> [PROMPT]: Scan the data for "cloud" and copy the lines it appears in.

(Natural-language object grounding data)
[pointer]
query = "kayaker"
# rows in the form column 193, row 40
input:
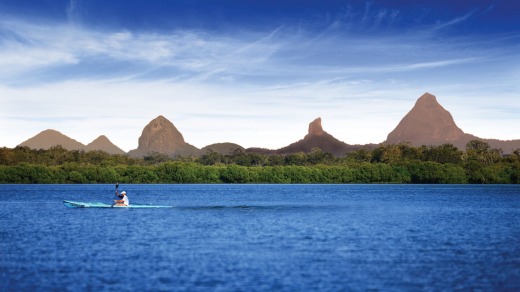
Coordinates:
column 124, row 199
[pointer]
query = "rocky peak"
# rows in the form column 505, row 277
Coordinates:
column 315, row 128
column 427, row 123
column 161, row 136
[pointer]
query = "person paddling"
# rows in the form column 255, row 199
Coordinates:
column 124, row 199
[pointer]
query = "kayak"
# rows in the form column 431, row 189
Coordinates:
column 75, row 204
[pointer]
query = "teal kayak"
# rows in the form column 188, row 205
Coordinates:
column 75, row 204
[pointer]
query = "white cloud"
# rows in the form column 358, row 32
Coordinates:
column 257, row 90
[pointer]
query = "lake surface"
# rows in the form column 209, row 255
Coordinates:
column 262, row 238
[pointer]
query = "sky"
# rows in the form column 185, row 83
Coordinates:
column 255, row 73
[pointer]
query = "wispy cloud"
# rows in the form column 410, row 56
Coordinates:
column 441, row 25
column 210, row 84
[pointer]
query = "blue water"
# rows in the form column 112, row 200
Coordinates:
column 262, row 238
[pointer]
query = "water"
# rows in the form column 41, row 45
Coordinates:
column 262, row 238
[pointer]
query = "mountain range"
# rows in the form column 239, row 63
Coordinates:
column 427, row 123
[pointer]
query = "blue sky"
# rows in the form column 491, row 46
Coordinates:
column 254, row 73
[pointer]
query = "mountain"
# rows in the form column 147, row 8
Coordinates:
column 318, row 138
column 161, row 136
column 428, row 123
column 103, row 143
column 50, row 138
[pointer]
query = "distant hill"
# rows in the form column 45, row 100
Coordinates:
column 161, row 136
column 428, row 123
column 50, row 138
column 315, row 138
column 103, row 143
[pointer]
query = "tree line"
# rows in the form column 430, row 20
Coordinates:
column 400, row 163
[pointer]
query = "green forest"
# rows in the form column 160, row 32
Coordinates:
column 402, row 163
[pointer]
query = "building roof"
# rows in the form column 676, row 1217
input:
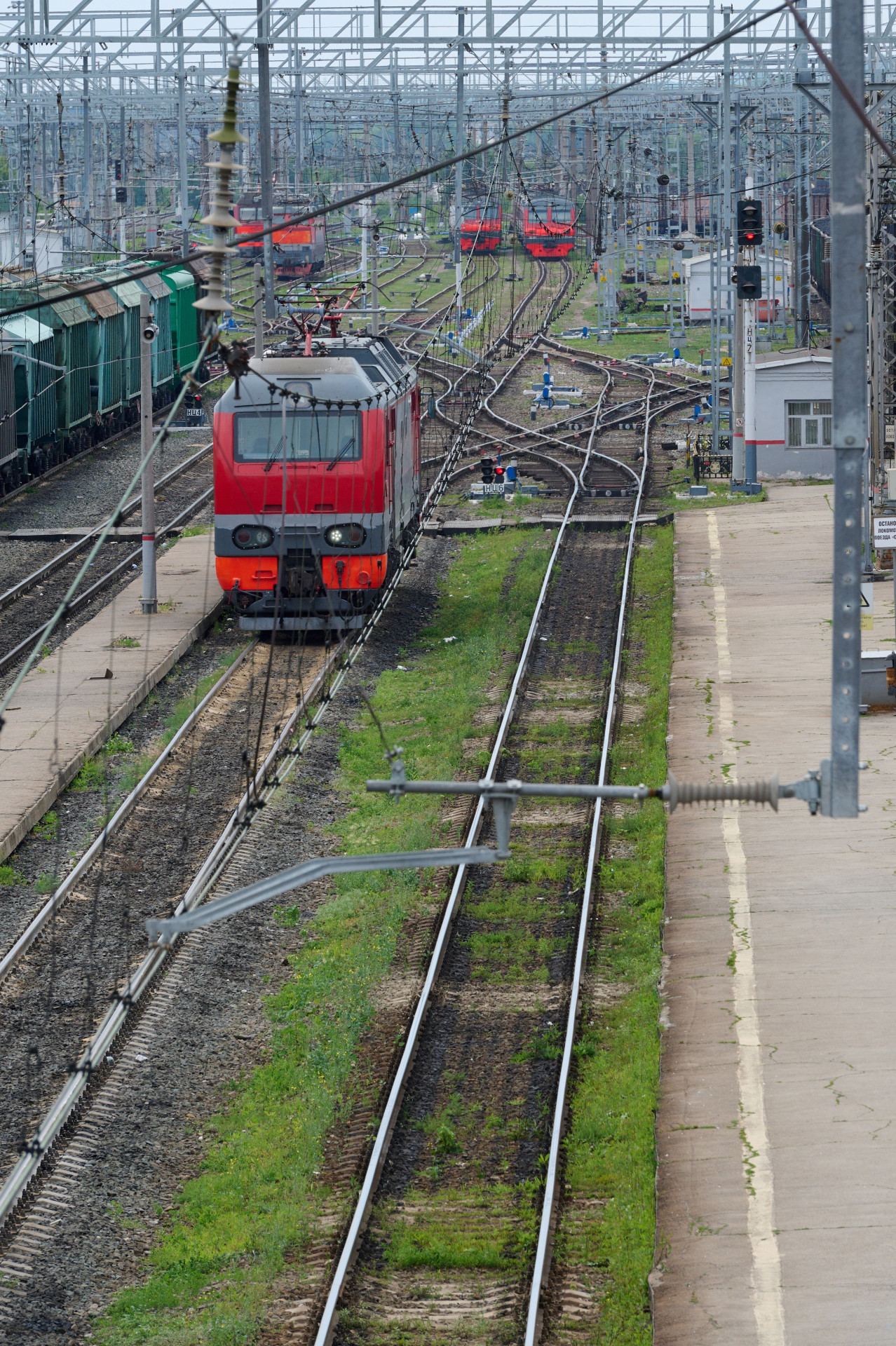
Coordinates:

> [ANSWER AREA]:
query = "white cloud"
query = "wispy cloud"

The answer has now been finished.